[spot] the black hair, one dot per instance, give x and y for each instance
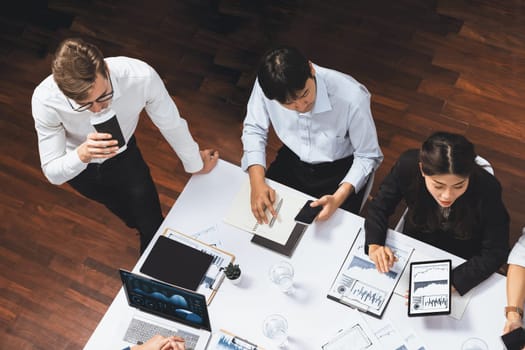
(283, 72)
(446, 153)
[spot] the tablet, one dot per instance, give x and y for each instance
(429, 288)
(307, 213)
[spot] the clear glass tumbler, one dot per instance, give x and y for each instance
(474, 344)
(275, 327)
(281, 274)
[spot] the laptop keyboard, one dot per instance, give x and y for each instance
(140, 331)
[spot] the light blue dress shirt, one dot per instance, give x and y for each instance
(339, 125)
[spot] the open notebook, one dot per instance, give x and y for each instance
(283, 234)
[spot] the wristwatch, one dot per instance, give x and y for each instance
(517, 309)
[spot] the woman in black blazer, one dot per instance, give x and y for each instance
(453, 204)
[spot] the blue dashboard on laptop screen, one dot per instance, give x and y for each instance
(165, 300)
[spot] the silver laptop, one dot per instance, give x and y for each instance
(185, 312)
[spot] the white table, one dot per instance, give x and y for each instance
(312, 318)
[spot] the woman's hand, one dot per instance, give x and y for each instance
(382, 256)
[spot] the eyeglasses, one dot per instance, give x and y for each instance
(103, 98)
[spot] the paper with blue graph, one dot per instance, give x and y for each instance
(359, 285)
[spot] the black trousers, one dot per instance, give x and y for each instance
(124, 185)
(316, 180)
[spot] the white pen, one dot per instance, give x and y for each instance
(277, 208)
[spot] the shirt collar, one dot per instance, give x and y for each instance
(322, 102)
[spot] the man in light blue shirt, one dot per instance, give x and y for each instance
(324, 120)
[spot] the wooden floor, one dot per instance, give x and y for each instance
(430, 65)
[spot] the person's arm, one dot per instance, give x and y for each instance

- Directions: Would you transcribe all of the data exactly, omitting any pictures?

- Completed task:
[spot] the black hair, one dot per instance, give x and y for each instance
(283, 72)
(446, 153)
[spot] the tablet, one dot per instance, give x and y for each instance
(429, 288)
(307, 213)
[spot] the clear glass tumbler, one dot per instance, give x and y for each instance
(474, 344)
(275, 327)
(281, 274)
[spot] the laptop keyboard, one dot per instance, give x and y for each instance
(140, 331)
[spot] the light blue dress shirt, one dot per instance, give x and y for each instance
(339, 125)
[spot] the open notebook, one dot per instance, give x and y for each instance
(283, 234)
[spot] the wristwatch, one dot per instance, give x and y for each instance
(517, 309)
[spot] the woman in black blazer, one dot per instance, give x and y for each instance
(453, 204)
[spot] the blue dashboard on laptop screen, one dot per instance, give x and y for each instance
(165, 300)
[spot] the silver laptop, one dot per instance, give x and y for each instance
(185, 312)
[spot] the white table, one dot per instance, give x and y for each instance
(312, 318)
[spot] the woman's hand, one dot per instance, give x and y for each instance
(382, 256)
[spot] the eyeglasses, one dot per instance, give x and y for each instance
(103, 98)
[spot] the paper with blue graph, one dot per instance, give x and y for each instance
(359, 285)
[spot] the black trousers, one dot per instance, give x and y for each instance
(124, 185)
(316, 180)
[spot] the white pen, one dot per instance, give x and y for each instance
(277, 208)
[spot] the shirt collar, one dot per instance, give x and y for each instance
(322, 102)
[spot] the man in light blue shirt, one dot per instance, give x and y for each instance
(324, 120)
[spot] the wooden floor, one dot per instance, give x and y for each instance
(430, 65)
[spot] the person's arm, one dot per instance, give x and y for each instance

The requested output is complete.